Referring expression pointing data
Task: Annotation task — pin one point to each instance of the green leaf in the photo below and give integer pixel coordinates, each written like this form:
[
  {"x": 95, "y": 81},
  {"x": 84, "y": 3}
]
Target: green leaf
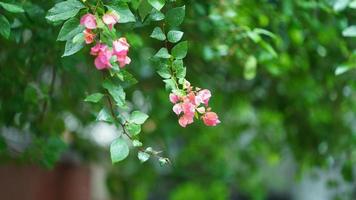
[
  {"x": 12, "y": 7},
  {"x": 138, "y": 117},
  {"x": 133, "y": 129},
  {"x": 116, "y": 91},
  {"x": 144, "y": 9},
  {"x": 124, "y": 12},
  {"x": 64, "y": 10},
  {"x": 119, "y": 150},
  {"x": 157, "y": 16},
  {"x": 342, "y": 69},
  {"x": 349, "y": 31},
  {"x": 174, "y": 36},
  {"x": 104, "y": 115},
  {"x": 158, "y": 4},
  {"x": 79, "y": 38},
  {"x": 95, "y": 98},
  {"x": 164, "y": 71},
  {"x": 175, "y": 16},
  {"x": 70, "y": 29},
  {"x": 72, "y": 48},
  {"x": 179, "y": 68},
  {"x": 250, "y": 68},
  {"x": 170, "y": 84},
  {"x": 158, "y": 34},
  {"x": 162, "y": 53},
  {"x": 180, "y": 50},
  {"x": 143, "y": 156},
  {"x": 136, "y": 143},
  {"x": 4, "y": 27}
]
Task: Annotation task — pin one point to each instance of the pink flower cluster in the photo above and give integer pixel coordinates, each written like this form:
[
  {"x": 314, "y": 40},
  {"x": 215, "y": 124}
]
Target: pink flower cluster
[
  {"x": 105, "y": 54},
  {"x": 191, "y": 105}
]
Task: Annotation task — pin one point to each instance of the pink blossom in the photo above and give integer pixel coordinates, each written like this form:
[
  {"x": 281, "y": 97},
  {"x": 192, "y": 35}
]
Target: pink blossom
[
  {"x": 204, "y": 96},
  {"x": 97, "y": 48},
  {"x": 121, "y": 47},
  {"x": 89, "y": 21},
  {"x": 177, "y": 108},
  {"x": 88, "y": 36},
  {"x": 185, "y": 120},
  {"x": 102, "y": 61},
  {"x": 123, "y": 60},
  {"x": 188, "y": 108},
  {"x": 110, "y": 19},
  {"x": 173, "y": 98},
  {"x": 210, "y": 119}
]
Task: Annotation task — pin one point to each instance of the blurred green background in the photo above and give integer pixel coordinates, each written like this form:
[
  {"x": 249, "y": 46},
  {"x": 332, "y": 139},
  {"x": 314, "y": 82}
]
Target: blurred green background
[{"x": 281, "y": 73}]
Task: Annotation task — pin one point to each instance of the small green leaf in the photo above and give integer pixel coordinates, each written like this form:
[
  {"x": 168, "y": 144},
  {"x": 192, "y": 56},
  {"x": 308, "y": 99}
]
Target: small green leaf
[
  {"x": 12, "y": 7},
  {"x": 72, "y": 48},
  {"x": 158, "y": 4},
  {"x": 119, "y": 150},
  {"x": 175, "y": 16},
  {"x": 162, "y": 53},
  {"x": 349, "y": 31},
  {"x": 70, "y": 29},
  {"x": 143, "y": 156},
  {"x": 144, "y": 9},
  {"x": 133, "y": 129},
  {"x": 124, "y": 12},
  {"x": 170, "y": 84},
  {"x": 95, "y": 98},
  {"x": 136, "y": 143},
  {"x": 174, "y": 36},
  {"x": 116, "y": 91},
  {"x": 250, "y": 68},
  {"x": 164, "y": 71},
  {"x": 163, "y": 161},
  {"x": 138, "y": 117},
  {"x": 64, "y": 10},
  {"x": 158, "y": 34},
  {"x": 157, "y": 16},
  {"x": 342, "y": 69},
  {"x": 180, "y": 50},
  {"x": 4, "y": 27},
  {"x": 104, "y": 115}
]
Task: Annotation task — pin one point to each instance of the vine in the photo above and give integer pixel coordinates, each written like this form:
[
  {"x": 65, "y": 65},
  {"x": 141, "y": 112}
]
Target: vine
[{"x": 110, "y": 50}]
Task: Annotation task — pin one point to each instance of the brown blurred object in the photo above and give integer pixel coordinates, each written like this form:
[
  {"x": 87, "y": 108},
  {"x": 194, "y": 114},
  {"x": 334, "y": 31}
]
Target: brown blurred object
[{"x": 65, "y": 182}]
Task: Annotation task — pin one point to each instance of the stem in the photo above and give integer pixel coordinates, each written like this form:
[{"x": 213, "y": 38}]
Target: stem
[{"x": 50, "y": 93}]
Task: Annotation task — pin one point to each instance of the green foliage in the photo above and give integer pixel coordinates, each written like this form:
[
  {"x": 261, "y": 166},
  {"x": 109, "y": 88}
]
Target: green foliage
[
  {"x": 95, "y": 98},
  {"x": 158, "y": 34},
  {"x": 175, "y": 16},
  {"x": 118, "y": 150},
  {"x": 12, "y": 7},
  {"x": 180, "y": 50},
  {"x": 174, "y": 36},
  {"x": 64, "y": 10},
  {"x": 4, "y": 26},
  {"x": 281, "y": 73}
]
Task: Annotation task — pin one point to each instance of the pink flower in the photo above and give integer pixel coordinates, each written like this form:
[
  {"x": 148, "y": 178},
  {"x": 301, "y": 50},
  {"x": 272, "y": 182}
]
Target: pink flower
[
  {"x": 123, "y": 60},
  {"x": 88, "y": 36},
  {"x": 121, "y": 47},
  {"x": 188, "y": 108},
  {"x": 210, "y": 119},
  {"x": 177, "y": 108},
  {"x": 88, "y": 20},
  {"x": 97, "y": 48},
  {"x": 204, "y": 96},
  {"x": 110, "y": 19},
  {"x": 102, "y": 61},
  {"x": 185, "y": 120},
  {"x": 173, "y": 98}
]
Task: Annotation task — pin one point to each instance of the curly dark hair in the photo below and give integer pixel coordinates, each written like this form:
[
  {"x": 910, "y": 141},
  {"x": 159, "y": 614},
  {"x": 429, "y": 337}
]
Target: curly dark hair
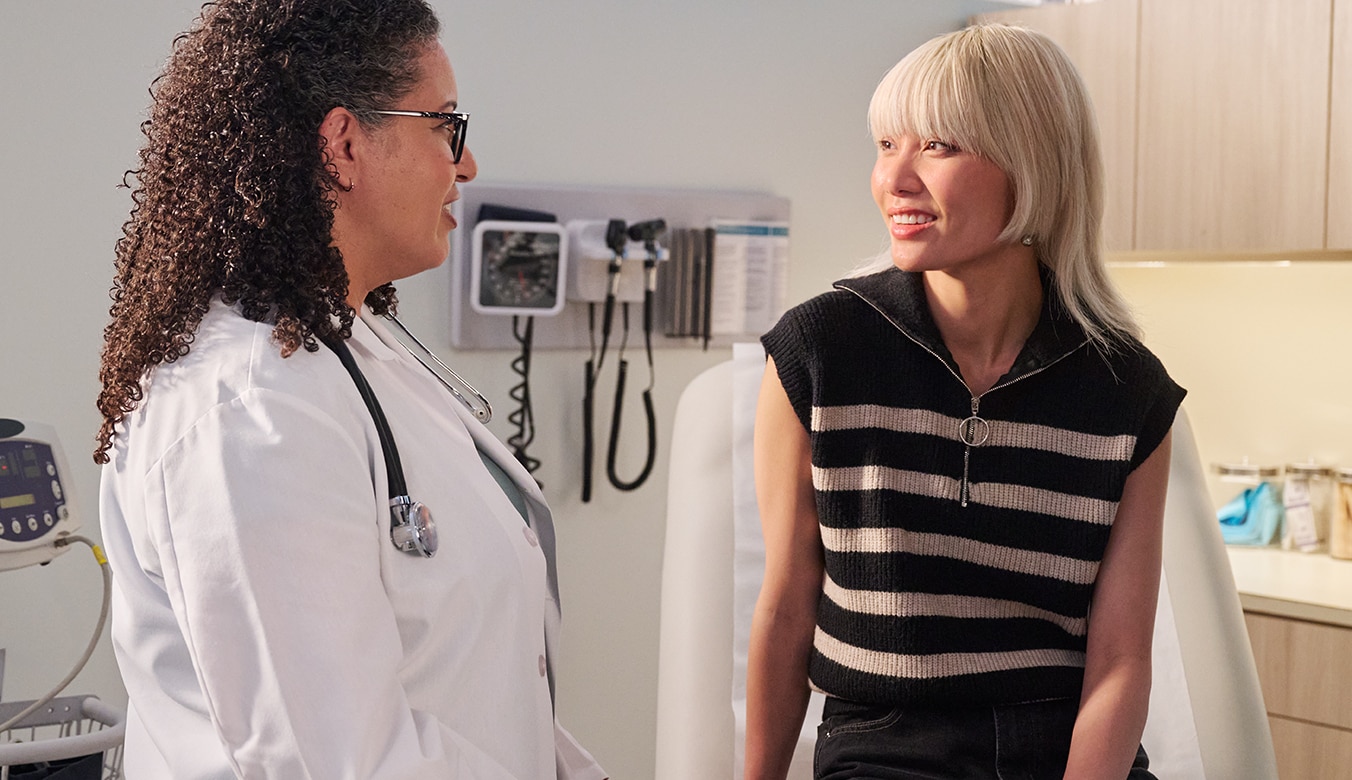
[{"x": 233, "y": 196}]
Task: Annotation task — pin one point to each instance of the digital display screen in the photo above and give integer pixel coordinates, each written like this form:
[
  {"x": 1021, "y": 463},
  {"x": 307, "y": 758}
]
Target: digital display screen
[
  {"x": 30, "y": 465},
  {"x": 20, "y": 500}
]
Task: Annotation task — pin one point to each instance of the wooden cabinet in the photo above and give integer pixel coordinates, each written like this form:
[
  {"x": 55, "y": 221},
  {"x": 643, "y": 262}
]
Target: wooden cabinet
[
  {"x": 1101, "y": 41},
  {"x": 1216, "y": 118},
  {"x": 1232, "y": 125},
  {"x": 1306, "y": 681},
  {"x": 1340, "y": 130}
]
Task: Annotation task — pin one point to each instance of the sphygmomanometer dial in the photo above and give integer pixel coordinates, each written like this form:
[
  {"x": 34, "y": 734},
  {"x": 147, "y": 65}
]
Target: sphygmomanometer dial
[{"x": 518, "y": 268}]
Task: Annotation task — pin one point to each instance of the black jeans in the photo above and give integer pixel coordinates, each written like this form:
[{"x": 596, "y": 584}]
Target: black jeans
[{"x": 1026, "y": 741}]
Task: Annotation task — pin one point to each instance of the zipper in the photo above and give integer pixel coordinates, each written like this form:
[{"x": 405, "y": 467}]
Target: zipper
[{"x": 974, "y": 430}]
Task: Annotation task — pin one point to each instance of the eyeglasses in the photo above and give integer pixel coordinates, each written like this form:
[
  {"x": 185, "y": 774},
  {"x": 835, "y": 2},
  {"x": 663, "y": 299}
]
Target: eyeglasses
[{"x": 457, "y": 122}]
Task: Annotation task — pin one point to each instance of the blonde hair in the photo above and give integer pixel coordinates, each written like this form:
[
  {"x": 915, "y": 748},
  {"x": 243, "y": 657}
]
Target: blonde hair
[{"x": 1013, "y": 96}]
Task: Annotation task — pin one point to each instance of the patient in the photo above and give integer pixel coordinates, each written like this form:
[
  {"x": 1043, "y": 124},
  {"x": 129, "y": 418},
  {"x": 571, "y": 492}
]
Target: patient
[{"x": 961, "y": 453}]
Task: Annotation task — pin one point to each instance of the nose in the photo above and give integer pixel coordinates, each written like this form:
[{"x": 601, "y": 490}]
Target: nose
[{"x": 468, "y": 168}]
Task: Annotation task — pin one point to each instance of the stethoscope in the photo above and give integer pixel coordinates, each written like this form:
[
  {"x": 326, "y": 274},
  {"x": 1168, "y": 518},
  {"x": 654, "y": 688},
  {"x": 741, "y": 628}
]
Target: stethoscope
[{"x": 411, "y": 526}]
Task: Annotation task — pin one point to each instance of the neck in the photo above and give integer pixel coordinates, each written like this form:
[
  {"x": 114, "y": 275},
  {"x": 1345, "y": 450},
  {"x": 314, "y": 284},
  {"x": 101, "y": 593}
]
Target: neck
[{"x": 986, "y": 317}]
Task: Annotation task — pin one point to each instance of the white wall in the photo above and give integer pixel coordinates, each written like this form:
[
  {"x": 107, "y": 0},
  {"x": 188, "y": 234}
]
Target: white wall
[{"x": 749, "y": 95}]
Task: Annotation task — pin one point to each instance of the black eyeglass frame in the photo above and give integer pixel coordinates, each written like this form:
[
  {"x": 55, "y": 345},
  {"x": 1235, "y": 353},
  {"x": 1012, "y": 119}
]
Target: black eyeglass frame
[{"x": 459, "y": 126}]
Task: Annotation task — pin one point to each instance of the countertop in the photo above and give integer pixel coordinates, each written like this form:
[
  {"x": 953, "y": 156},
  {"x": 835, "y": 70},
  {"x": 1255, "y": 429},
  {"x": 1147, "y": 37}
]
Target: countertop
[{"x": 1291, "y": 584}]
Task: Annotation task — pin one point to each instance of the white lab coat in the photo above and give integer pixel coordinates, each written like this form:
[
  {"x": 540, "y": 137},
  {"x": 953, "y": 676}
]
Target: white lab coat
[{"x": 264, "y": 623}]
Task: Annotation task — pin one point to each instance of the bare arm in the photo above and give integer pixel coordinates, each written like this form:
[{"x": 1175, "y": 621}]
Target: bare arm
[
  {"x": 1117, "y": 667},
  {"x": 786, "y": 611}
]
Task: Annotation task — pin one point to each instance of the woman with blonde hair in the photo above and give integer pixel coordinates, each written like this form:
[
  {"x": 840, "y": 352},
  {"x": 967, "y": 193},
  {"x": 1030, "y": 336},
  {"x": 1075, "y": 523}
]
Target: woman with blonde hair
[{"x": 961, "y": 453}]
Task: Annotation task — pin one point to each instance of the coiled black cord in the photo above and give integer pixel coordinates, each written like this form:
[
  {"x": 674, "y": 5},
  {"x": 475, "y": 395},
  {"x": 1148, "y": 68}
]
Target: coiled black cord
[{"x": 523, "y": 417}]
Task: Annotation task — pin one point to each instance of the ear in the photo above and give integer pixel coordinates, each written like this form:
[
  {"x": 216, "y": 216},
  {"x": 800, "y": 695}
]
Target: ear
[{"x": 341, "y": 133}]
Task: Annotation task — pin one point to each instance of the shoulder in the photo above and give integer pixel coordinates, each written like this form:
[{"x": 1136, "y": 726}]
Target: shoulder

* **The problem**
For every line in the data above that has the string "below", return that line.

* **Answer to this exercise**
Task: Annotation task — pin one point to each instance of the green leaf in the photo below and give integer pixel coordinates, each written like this form:
Task: Annotation task — pin one point to each instance of the curly dark hair in the photo below and give integer pixel coordinates, each written like this form:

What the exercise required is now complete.